**Activity**
Give every line below again, exactly.

**Provided data**
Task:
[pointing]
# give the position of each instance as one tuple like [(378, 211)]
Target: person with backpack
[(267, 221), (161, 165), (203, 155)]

**Written solution**
Task:
[pointing]
# give the position of each instance as one tuple like [(378, 211)]
Target: person with backpack
[(267, 221), (161, 165), (203, 155)]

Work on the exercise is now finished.